Excerpted passage:
------------------------------------------------------------------------

The Unsinkable Walker Bean

Title: The Unsinkable Walker Bean
Written and Illustrated by: Aaron Renier 
Colored by Alex Longstreth 
ISBN: 9781596434530
Pages: 192 pages
Publisher/Date: First Second, c2010.

“Somewhere, in the middle of the ocean…off the coast of an uncharted island chain… there is a TRENCH. For miles it dives beneath the ocean’s floor… past smoke-stacks… spewing boiling, toxic sulfur… Here, where sunlight cannot reach… Here, live the strangest of the strange. Here, live the most evil of the evil Here, in the deepest, darkest spot, the very bottom of the ocean, dwell Tartessa and Remora, the evil Merwitch sisters. Slowly, in their pitch black cell, they began to lose their powers, which dripped out of them like silvery glowing molasses. Desperate to hold on, they devised a plan. They scooped up the remains of their enemies. And like an oyster forms a pearl, they swished the skulls and bones in their thick, nacre saliva… And when they were coated and transformed into magical bone-shaped pearls… they SPAT tem onto the seabed. And then stacked them up like a brick wall… Each enchanted skeleton reflected the secrets of its former life. The past, present, and future laid out before the sisters. Collectively the omniscient wall projected a near perfect picture of the world above. Their prison became their auditorium of knowledge. Even now… they can see us. The visions from the wall are so STRONG that only those with HEART and BLOOD as THICK as theirs can gaze into it without going into shock and dying. But what would be the price to pay to look into just ONE bone? A SNIFFLE? A COUGH? I’d risk that, to possibly get any answers to my long list of questions.” (1-8)

------------------------------------------------------------------------

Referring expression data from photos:
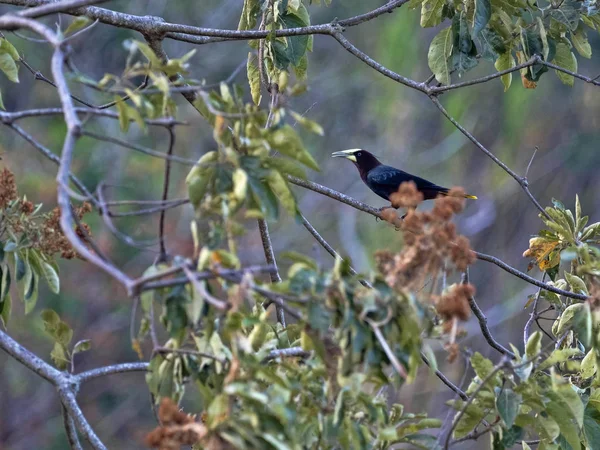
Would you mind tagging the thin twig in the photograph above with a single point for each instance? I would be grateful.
(161, 223)
(482, 319)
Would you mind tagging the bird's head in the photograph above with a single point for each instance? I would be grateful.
(363, 159)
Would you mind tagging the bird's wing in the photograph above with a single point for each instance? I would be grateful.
(386, 178)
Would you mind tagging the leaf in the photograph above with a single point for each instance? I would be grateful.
(547, 427)
(567, 15)
(539, 249)
(534, 345)
(82, 346)
(431, 13)
(577, 318)
(591, 428)
(254, 78)
(240, 184)
(249, 14)
(5, 310)
(505, 61)
(566, 59)
(464, 52)
(483, 13)
(123, 112)
(580, 42)
(264, 196)
(577, 284)
(8, 66)
(59, 357)
(77, 24)
(508, 403)
(31, 293)
(559, 356)
(440, 50)
(568, 414)
(200, 176)
(482, 366)
(6, 46)
(296, 45)
(491, 43)
(48, 272)
(588, 365)
(286, 141)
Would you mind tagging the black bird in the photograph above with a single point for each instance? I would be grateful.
(385, 180)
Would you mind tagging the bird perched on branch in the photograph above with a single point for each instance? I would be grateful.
(385, 180)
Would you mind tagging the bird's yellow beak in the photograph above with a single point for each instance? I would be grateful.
(348, 154)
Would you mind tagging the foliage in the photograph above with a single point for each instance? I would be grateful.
(502, 31)
(319, 381)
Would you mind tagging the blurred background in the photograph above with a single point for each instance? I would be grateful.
(357, 107)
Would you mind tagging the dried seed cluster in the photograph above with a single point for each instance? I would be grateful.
(177, 429)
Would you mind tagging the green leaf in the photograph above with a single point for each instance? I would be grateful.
(296, 45)
(558, 356)
(6, 281)
(286, 141)
(566, 59)
(8, 66)
(440, 50)
(508, 403)
(82, 346)
(482, 366)
(580, 42)
(249, 14)
(5, 310)
(31, 293)
(492, 44)
(483, 13)
(547, 427)
(59, 357)
(588, 365)
(577, 284)
(123, 112)
(464, 52)
(48, 272)
(505, 61)
(567, 15)
(534, 345)
(254, 78)
(568, 414)
(200, 177)
(7, 47)
(264, 196)
(591, 428)
(431, 13)
(77, 24)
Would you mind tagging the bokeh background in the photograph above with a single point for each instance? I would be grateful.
(357, 107)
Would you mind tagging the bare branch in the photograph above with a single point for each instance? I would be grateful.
(521, 180)
(161, 223)
(483, 323)
(110, 370)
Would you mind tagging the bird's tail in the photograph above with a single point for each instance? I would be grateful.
(446, 193)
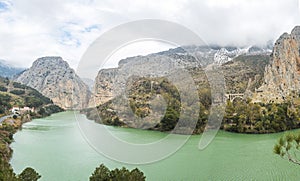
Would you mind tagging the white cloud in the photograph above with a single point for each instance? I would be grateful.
(34, 28)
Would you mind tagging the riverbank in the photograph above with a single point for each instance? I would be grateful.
(8, 127)
(239, 117)
(55, 147)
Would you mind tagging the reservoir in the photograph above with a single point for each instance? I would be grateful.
(56, 148)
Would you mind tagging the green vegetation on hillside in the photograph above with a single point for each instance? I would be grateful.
(241, 116)
(14, 94)
(288, 147)
(102, 173)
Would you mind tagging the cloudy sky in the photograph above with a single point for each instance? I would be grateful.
(34, 28)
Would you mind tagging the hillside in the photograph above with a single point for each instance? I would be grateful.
(243, 73)
(13, 94)
(9, 71)
(53, 77)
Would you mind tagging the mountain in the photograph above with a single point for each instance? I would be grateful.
(54, 78)
(14, 94)
(9, 71)
(242, 67)
(282, 75)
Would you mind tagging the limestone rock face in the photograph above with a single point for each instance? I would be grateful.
(54, 78)
(282, 76)
(103, 87)
(239, 66)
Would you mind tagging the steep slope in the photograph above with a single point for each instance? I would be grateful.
(9, 71)
(53, 77)
(242, 73)
(282, 76)
(14, 94)
(240, 66)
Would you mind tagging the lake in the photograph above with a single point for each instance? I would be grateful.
(56, 148)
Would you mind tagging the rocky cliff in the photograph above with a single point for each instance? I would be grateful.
(7, 70)
(243, 67)
(282, 76)
(54, 78)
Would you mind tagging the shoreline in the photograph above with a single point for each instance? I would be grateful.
(7, 131)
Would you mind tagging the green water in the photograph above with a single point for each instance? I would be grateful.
(55, 147)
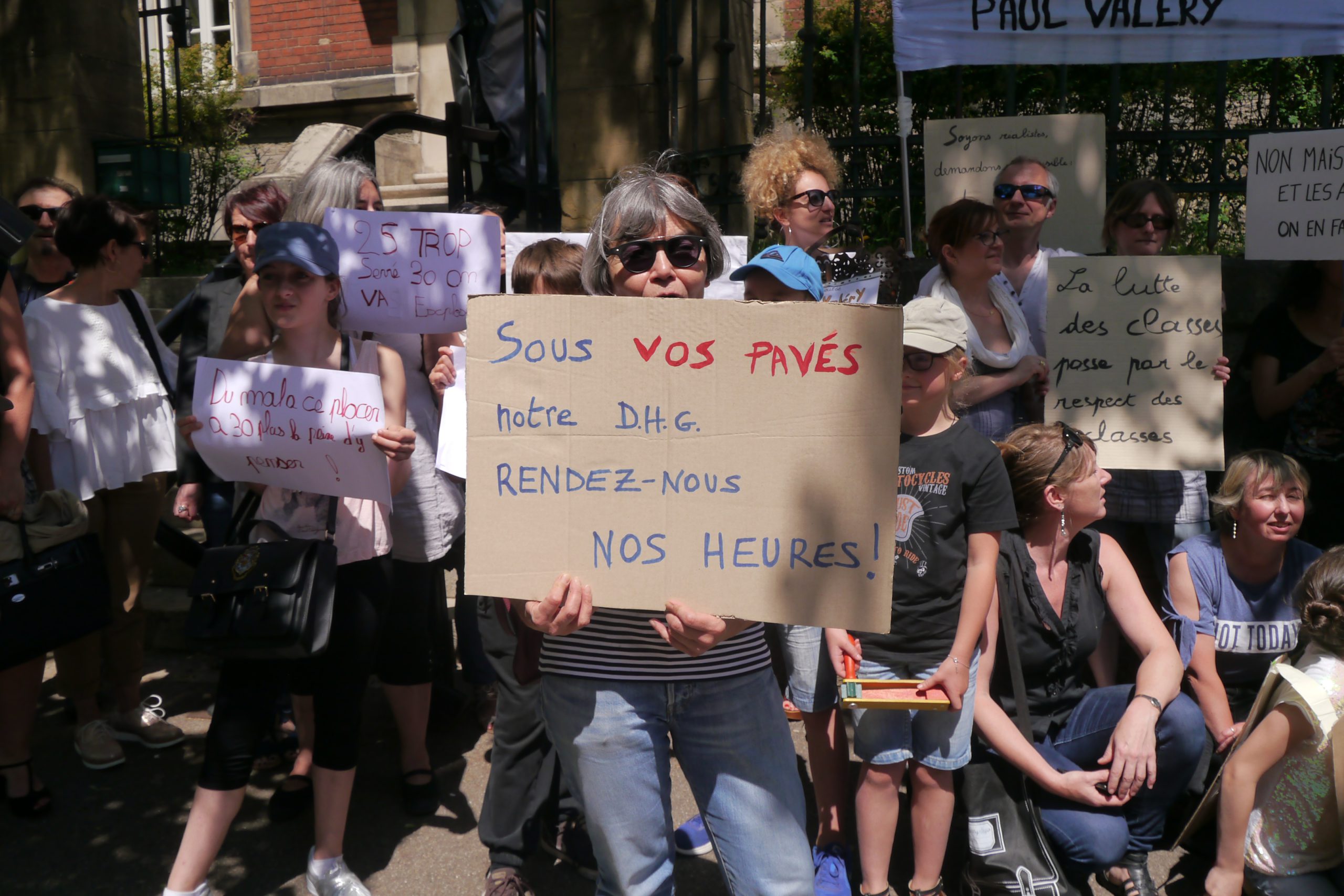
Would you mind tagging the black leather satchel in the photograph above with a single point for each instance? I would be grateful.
(51, 598)
(1007, 851)
(268, 601)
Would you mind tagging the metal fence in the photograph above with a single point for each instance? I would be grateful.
(1182, 132)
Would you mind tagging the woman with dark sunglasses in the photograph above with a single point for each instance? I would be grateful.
(1107, 761)
(1152, 511)
(1007, 375)
(102, 428)
(790, 181)
(620, 686)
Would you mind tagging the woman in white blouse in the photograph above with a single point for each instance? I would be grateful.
(967, 239)
(102, 428)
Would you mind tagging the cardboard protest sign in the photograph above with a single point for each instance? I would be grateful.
(718, 288)
(1133, 345)
(452, 424)
(1295, 196)
(737, 456)
(963, 156)
(412, 272)
(298, 428)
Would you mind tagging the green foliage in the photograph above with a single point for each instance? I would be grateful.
(213, 129)
(872, 156)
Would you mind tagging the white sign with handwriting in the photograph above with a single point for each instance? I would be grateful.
(298, 428)
(964, 156)
(1133, 342)
(412, 272)
(1295, 196)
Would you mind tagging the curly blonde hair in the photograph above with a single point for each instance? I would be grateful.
(774, 163)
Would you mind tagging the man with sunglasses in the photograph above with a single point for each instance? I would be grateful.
(45, 268)
(1026, 194)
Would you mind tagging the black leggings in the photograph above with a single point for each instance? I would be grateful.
(245, 702)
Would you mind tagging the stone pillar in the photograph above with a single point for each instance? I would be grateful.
(70, 75)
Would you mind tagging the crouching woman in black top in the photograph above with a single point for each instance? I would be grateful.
(1098, 753)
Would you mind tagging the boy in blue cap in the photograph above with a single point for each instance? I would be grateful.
(781, 275)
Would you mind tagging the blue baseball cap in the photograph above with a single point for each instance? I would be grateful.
(299, 244)
(791, 265)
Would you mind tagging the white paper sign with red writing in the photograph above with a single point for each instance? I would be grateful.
(412, 272)
(298, 428)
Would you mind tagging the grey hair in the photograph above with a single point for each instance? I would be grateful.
(636, 206)
(332, 183)
(1031, 160)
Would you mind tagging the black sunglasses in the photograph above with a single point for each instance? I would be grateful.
(816, 198)
(639, 256)
(1028, 191)
(35, 213)
(1073, 438)
(1138, 220)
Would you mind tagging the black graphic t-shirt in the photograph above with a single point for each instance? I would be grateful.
(952, 486)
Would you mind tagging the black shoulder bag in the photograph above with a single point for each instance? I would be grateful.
(1009, 851)
(269, 601)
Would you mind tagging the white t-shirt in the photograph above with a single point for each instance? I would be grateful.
(1031, 299)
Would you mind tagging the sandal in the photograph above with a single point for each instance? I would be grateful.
(27, 806)
(291, 804)
(1140, 883)
(420, 800)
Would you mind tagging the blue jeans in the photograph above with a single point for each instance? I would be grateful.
(217, 510)
(1090, 839)
(615, 741)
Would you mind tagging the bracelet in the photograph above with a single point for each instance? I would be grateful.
(1158, 704)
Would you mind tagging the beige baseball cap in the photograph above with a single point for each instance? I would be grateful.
(933, 325)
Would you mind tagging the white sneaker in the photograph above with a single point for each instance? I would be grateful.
(338, 880)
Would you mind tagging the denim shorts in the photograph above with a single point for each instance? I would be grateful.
(936, 739)
(812, 680)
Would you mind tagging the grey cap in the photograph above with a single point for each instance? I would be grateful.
(299, 244)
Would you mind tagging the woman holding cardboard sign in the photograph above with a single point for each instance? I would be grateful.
(1007, 375)
(1108, 761)
(300, 288)
(622, 687)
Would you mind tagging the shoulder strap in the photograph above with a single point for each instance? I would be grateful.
(334, 500)
(138, 315)
(1009, 586)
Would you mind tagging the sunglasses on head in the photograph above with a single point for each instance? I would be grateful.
(1073, 438)
(238, 233)
(1030, 193)
(639, 256)
(35, 213)
(920, 362)
(1138, 220)
(816, 198)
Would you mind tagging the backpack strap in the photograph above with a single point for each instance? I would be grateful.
(138, 315)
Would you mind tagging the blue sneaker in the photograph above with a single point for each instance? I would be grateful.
(691, 839)
(832, 872)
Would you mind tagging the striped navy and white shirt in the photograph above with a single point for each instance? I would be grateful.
(623, 645)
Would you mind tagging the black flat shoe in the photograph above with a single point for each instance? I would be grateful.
(33, 804)
(291, 804)
(1140, 882)
(420, 800)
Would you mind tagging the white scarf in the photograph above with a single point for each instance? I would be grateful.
(1014, 320)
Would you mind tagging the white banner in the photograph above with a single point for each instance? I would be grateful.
(934, 34)
(298, 428)
(721, 288)
(412, 272)
(1295, 196)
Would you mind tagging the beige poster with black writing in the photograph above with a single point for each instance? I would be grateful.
(964, 156)
(1133, 344)
(737, 456)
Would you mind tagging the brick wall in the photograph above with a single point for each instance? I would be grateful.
(322, 39)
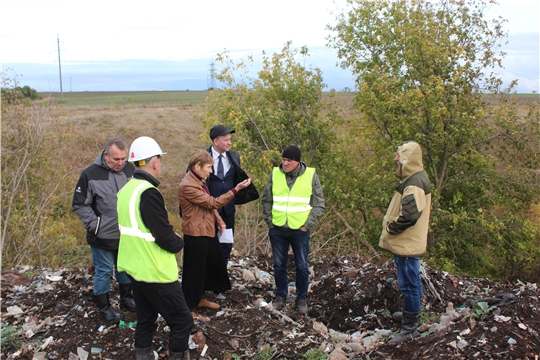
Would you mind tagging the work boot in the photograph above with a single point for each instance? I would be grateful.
(301, 306)
(144, 354)
(126, 297)
(208, 304)
(184, 355)
(398, 316)
(409, 328)
(105, 311)
(278, 303)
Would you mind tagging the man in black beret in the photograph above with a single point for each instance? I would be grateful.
(222, 180)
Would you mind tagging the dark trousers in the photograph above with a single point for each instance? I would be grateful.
(166, 299)
(204, 268)
(226, 248)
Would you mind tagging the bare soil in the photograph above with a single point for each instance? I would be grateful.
(351, 304)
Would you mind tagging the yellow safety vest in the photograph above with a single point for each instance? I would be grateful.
(138, 254)
(291, 206)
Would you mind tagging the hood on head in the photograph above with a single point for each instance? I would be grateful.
(410, 158)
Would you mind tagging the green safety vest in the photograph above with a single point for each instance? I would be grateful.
(138, 254)
(291, 206)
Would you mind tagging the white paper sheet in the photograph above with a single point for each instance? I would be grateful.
(226, 236)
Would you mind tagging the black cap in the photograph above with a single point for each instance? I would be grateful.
(219, 130)
(292, 152)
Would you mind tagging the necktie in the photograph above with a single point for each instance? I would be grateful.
(221, 175)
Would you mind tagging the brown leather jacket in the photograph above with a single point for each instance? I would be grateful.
(199, 209)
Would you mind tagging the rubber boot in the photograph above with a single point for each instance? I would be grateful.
(184, 355)
(409, 327)
(126, 298)
(144, 354)
(105, 311)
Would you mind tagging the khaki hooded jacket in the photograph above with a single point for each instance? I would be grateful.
(406, 223)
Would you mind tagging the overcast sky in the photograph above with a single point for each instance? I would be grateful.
(96, 37)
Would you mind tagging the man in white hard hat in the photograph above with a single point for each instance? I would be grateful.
(147, 250)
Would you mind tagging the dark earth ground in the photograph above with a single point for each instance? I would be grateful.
(351, 300)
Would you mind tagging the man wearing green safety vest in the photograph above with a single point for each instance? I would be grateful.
(146, 253)
(292, 202)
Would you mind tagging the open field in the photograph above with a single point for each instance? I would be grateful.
(86, 98)
(108, 98)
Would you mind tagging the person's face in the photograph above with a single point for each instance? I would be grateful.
(396, 159)
(289, 165)
(157, 167)
(115, 158)
(222, 143)
(203, 171)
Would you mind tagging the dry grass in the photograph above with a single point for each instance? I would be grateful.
(179, 132)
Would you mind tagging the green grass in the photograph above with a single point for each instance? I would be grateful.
(126, 98)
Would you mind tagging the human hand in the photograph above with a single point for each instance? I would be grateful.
(222, 228)
(244, 184)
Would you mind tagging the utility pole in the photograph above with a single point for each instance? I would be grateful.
(60, 69)
(211, 82)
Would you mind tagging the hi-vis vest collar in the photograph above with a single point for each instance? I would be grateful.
(133, 229)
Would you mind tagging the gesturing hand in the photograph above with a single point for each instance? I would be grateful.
(244, 184)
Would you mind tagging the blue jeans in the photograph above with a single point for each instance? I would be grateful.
(104, 260)
(299, 241)
(410, 284)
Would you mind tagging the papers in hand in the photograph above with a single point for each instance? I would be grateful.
(226, 236)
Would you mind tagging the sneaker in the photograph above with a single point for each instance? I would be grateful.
(278, 303)
(301, 306)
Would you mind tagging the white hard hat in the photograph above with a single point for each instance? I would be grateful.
(143, 148)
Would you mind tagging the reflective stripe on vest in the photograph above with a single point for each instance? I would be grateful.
(138, 253)
(291, 206)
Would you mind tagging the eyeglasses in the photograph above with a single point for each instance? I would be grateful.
(116, 159)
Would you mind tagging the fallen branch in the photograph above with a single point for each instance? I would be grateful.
(427, 280)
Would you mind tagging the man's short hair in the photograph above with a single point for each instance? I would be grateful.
(120, 144)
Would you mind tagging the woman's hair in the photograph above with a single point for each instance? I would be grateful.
(200, 157)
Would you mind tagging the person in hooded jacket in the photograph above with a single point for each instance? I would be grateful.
(405, 233)
(94, 201)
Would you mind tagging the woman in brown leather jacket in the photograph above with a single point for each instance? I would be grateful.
(204, 267)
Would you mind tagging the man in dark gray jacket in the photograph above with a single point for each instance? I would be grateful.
(94, 201)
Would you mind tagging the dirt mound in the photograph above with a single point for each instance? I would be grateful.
(49, 315)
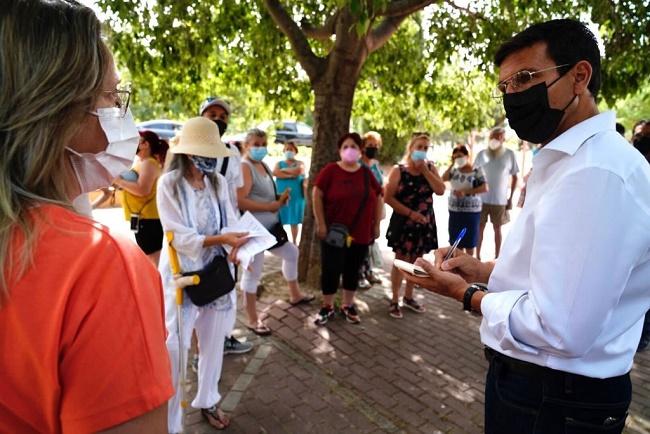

------------------------------------------------------------------------

Action item: Reproduce the text of the excerpt on The Unsinkable Walker Bean, starting with "The Unsinkable Walker Bean" and going on through "First Second, c2010.".

Response:
The Unsinkable Walker Bean

Title: The Unsinkable Walker Bean
Written and Illustrated by: Aaron Renier 
Colored by Alex Longstreth 
ISBN: 9781596434530
Pages: 192 pages
Publisher/Date: First Second, c2010.